Repeat exactly the lines of the listing from the line containing "Mark each instance of the car door handle" through its last line, and nothing beyond them.

-- TASK DATA start --

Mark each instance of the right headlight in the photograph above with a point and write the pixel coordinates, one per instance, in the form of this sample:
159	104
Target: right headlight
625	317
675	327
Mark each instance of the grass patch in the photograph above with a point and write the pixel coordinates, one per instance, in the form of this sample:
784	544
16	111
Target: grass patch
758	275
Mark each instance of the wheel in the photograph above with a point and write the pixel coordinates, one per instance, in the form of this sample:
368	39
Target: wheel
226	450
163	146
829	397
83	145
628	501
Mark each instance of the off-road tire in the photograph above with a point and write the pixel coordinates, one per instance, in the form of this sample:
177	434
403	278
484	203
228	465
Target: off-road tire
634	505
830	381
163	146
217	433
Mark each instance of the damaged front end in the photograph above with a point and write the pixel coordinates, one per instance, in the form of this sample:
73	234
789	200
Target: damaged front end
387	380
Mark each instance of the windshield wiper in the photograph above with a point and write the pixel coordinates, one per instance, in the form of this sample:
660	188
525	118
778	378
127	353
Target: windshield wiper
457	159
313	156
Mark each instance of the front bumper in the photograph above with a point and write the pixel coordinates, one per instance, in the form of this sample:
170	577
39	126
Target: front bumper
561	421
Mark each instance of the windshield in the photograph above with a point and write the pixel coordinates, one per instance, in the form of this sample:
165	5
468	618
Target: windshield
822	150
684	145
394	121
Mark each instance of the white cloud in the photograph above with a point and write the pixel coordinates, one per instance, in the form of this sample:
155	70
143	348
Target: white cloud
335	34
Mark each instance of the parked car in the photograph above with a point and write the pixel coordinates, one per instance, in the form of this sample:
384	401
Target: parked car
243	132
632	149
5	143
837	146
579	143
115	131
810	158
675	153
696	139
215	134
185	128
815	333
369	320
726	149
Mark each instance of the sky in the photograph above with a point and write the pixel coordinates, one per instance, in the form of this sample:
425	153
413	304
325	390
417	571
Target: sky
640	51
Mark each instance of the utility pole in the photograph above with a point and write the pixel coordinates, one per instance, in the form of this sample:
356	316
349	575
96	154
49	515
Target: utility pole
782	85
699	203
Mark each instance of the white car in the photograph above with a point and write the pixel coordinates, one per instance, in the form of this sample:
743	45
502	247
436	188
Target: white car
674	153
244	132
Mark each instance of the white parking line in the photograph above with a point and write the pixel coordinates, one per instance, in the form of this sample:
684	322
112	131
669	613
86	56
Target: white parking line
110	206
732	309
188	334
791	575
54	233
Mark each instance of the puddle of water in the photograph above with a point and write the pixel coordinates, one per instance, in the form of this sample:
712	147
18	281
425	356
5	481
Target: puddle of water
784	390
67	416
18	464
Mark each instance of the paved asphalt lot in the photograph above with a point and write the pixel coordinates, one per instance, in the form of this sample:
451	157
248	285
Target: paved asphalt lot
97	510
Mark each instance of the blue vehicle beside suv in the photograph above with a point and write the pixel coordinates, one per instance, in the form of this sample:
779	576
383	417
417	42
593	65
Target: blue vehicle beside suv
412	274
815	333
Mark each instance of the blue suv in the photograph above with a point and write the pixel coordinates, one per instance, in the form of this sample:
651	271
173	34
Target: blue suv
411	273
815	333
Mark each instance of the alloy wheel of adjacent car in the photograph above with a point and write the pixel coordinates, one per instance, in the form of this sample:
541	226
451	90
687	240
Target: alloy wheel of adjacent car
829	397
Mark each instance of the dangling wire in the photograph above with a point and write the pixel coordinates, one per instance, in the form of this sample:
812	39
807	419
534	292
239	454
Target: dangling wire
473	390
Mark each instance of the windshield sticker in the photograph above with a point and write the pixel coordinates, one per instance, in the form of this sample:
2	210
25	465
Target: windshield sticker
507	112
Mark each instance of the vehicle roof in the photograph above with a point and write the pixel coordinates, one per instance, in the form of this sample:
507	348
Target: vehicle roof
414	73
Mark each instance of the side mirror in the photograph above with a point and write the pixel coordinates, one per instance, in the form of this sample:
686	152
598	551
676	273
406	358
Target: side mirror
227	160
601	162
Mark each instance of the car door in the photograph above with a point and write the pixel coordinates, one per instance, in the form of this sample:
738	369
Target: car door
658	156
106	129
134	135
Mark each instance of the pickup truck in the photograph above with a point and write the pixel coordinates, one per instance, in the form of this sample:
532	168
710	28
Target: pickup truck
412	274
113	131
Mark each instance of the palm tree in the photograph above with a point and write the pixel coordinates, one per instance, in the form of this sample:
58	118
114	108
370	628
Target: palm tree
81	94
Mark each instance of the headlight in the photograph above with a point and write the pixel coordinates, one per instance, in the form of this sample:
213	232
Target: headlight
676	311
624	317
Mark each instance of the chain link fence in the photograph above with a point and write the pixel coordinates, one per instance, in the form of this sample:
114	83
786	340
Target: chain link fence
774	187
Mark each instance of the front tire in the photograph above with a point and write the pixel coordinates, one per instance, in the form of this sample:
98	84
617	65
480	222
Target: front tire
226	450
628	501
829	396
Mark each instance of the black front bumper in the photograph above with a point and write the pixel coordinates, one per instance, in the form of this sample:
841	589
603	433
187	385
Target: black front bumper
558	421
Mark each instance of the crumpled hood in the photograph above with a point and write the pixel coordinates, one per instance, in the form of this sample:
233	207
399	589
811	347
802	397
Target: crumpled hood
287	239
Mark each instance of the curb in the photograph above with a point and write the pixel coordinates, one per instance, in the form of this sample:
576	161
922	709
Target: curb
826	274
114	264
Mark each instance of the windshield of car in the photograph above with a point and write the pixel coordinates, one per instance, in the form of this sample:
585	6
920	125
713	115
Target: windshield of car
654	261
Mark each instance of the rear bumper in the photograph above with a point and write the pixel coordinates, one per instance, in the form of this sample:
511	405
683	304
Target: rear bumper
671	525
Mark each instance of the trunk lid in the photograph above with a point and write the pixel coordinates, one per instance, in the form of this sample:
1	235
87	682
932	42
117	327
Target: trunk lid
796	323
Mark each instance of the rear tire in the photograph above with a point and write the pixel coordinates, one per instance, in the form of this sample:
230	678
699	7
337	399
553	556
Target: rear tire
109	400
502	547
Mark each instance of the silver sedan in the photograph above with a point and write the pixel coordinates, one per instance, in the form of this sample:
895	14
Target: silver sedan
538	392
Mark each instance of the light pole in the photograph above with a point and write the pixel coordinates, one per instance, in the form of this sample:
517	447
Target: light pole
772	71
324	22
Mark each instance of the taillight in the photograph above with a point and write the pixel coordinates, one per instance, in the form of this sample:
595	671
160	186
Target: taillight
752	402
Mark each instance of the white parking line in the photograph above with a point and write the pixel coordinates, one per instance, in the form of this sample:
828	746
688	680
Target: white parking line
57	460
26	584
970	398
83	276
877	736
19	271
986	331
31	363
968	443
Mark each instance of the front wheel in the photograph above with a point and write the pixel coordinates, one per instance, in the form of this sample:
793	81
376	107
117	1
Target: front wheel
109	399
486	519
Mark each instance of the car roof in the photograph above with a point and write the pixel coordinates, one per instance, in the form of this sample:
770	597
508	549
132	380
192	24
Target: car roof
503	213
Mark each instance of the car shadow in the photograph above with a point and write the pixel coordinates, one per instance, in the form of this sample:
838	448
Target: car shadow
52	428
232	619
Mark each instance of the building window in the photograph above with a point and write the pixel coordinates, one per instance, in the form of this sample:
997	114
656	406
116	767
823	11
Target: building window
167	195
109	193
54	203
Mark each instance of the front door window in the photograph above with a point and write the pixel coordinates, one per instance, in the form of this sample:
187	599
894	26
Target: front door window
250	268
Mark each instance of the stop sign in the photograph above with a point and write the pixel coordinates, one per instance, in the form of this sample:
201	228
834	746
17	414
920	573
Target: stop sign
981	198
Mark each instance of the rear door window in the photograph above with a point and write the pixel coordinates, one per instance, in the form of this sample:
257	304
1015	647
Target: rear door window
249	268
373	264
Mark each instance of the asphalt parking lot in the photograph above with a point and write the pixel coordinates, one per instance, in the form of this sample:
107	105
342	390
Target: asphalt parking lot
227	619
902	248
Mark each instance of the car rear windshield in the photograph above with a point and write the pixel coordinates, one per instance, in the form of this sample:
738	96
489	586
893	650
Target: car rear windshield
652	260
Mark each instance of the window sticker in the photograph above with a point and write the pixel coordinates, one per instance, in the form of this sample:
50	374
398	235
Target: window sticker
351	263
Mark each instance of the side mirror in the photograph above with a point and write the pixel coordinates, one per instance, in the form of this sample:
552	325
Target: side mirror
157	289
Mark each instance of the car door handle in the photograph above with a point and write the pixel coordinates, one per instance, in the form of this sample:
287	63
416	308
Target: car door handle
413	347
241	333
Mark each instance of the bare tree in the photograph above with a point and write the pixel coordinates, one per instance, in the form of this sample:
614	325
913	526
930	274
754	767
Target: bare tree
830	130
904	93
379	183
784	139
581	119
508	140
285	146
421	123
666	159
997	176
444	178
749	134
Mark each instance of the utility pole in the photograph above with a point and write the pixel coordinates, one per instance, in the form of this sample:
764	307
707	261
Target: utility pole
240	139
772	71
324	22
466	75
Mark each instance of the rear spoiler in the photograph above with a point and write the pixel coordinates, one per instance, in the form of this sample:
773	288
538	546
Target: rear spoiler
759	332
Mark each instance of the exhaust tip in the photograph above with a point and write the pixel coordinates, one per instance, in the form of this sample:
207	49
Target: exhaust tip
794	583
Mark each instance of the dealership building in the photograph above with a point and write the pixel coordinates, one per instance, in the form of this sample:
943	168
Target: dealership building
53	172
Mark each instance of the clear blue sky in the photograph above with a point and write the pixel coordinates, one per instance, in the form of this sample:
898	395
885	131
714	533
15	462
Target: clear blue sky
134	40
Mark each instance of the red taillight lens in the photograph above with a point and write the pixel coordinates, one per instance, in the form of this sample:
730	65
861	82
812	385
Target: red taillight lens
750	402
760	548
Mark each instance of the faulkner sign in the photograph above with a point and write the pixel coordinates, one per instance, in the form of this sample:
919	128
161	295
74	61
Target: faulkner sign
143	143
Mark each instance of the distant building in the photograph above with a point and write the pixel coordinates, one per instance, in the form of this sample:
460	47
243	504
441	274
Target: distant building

-- TASK DATA end --

SOLUTION FOR THIS PROBLEM
Mark each instance of the car door handle in the photograph above with a point and write the pixel coordinates, one per instance, in the form of this sample:
287	63
416	308
Target: car door handle
413	347
241	333
Mark each instance of the bare tree in the photograph above with a point and write the pixel coordinates, one per instance, in the form of this sample:
614	325
913	526
930	274
754	767
Target: bare tree
830	130
904	93
379	183
784	139
581	119
508	140
285	146
421	123
666	159
997	176
444	178
749	134
Mark each instance of the utility pole in the photograph above with a point and write the pixel coordinates, one per instance, in the form of this sample:
764	307
707	261
Target: utility pole
240	139
772	71
324	22
466	75
Mark each instance of the rear spoiler in the photograph above with a point and write the pixel coordinates, one per instance, in the form of this sample:
773	288
538	546
Target: rear spoiler
759	332
Mark each instance of the exhaust tip in the photograph above with a point and write the pixel coordinates, one per instance, in the form of this sample:
207	49
Target: exhaust tip
794	583
Mark each instance of the dealership building in the photograph above with a point and write the pixel coordinates, one per instance, in the form of this sample:
943	168
Target: dealership building
53	172
Mark each instance of the clear blue sky in the photograph above with a point and write the pixel coordinates, one per instance, in the form of this sample:
898	395
885	131
714	533
15	462
Target: clear blue sky
134	40
Mark each instance of the red taillight lens in the photograph above with a point and write the pixel coordinates, one per instance, in the form of this sample:
730	65
861	82
812	385
Target: red taillight lens
750	402
760	548
Mark each instance of the faulkner sign in the photograph above with a point and write the pixel coordinates, one per instance, in the form of this sample:
919	128
161	295
74	61
Target: faulkner sign
143	143
Mark each instance of the distant building in the photograph above with a point and write the pixel coordinates, one per instance, in the form of this sample:
460	47
243	504
441	274
Target: distant building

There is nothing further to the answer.